### JOB
Write out, word for word, every line of the listing from the one containing "the racket frame" down to the end of the listing.
* Start MATERIAL SUPPLIED *
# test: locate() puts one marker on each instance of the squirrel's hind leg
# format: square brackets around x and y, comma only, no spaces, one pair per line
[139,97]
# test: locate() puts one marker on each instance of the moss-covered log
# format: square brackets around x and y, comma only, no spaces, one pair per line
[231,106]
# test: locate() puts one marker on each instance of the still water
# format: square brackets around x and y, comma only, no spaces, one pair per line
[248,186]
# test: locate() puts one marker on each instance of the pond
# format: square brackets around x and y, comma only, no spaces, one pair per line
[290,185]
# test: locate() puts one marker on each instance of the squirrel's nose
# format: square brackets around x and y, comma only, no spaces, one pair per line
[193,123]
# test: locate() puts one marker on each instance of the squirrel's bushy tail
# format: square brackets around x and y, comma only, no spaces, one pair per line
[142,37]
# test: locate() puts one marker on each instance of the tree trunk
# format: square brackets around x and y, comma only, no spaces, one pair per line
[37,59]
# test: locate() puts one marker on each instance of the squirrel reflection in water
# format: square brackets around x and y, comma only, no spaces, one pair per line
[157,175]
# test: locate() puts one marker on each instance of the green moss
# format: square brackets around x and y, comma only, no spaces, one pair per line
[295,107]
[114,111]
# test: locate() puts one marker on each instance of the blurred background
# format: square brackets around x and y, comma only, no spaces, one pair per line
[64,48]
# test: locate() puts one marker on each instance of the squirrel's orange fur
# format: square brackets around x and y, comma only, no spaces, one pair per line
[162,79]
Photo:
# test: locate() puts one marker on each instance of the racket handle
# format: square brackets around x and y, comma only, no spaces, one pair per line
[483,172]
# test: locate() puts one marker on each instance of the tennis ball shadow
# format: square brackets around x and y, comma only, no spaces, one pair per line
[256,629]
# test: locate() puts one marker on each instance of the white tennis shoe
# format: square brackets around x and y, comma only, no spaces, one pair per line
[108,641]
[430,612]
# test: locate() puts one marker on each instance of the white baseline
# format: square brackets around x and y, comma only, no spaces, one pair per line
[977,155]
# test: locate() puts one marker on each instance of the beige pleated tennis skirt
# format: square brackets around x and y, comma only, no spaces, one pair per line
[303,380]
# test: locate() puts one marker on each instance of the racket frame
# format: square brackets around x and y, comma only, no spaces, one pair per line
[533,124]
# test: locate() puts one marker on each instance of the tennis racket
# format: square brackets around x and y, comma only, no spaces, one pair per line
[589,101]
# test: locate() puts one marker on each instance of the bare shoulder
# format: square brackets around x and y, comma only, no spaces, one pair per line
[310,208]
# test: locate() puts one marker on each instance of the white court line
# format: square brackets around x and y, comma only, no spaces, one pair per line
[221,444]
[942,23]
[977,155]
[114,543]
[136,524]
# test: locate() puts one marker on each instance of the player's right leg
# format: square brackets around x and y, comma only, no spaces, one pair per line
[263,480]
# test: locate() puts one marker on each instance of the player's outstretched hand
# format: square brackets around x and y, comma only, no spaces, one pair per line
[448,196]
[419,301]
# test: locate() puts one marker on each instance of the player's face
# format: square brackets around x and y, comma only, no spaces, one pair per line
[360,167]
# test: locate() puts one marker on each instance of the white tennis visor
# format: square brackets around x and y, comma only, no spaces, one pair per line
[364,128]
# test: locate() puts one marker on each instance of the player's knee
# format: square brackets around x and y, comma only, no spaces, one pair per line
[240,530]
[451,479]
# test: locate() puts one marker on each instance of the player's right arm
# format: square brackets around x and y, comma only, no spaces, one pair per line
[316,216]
* End MATERIAL SUPPLIED *
### FINAL ANSWER
# test: locate() puts one marker on each instance of the racket frame
# format: square brackets around x and y, comma only, no spaces, one pair per line
[533,124]
# test: locate() puts one marker on each instance of the tennis racket
# format: square brackets around x and y, comma only, no spaces, one pair per line
[589,101]
# test: locate() puts one marker on each instance of the bare shoulder
# format: square brackets around x and y, comma only, no spaces, one pair per line
[310,208]
# test: locate() puts one marker on each instance of the white court line
# format: square brackets around x and y, comma only, no spaces, one pair per line
[221,444]
[942,23]
[977,155]
[114,543]
[136,524]
# test: locate() puts one marker on each instance of the player's right leg
# format: square brackets around x and y, comma only, no spaces, one pair per line
[263,480]
# test: locate() puts one marker on each instance of the player's outstretched hand
# format: square brackets around x and y, comma only, no spaces, one pair per line
[448,196]
[419,301]
# test: locate() puts one marker on each instance of the player's face
# format: square brackets around x and y, comma only, no spaces, one pair per line
[360,167]
# test: locate() puts one marker on each instance of the white tennis visor
# format: square brackets around x and y, comma only, no spaces, one pair per line
[364,128]
# test: locate() puts one marker on each instance of the player's knee
# format: square brackets around x and y, comma only, no spaces, one pair per line
[240,530]
[451,479]
# test: locate() puts one marker on each instance of the player's right arm
# format: square brackets around x and y, comma only, no spaces, one pair per line
[316,216]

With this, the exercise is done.